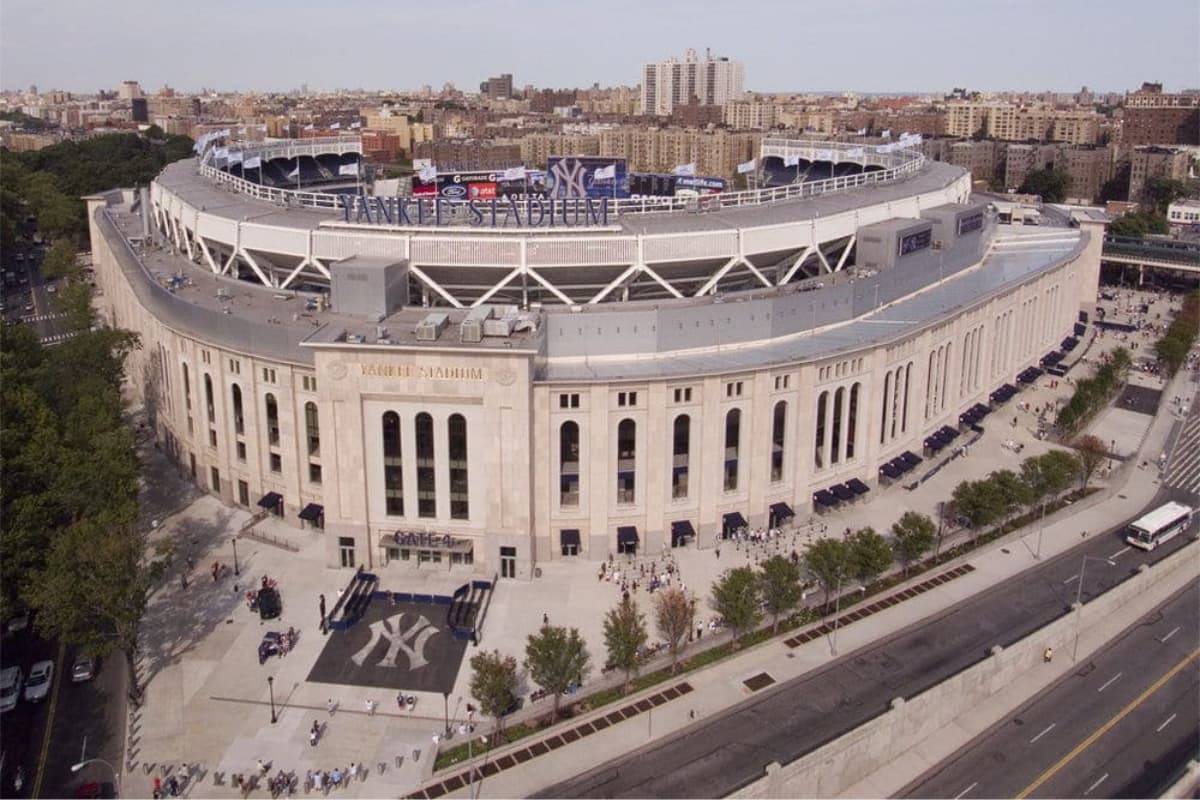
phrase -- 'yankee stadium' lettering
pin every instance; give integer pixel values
(436, 211)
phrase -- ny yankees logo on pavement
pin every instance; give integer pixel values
(389, 629)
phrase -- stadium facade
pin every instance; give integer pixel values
(483, 398)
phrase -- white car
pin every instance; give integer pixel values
(10, 689)
(40, 679)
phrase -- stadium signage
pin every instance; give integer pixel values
(475, 212)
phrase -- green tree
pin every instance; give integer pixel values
(493, 684)
(1049, 184)
(736, 600)
(913, 537)
(624, 636)
(779, 584)
(828, 560)
(1091, 453)
(557, 657)
(675, 613)
(870, 555)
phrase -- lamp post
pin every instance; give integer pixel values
(117, 776)
(1079, 599)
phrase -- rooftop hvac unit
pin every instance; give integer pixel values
(430, 329)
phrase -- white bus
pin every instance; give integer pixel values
(1159, 525)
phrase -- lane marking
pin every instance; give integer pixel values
(1043, 733)
(966, 789)
(49, 720)
(1108, 726)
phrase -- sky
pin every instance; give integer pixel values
(868, 46)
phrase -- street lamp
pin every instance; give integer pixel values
(1079, 599)
(117, 776)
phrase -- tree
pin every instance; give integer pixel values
(870, 555)
(93, 590)
(779, 583)
(736, 600)
(913, 537)
(493, 684)
(624, 636)
(556, 659)
(828, 560)
(60, 260)
(1091, 453)
(675, 613)
(1049, 184)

******************************

* [Problem details] Rewrite all of the data above, replacing "stadium facade" with "stadium exterior" and leaving every other line unchanged. Omit the pictures from your answer.

* [Result of the exercise]
phrase -- 'yankee stadium' lettering
pin every instance; give integer pixel values
(436, 211)
phrase -- ny yankees logo on pavement
pin every instance; give integer pixel values
(389, 629)
phrase -- stadium exterior
pin every instance; give integer pixel values
(483, 398)
phrase -- white car
pin every instance; give integer pixel values
(10, 689)
(40, 679)
phrase -- stadium signage
pin every instance; give integer pixel values
(475, 212)
phrase -- green tree
pin every instance; give integer pixel values
(493, 684)
(1049, 184)
(736, 600)
(913, 537)
(624, 636)
(779, 584)
(828, 560)
(1091, 453)
(557, 657)
(675, 613)
(870, 555)
phrase -- lamp post
pin every instance; give integer pixel values
(117, 776)
(1079, 599)
phrase -- rooftop hvac unit
pin every instance; give integer pixel values
(430, 329)
phrase -- white bus
pin every instance; give integer pixel values
(1159, 525)
phrase -- lane marking
pin every instance; give integer pixel values
(1043, 733)
(966, 789)
(49, 720)
(1108, 726)
phrase -- sky
pin every instance; give integer pixel values
(868, 46)
phrase -- street lamp
pin every instance; give integer pixel values
(1079, 599)
(117, 776)
phrase -- tree
pin every instance; give integer pixel values
(870, 555)
(93, 590)
(779, 583)
(736, 600)
(913, 537)
(493, 684)
(624, 636)
(556, 659)
(828, 560)
(60, 260)
(1091, 453)
(675, 613)
(1049, 184)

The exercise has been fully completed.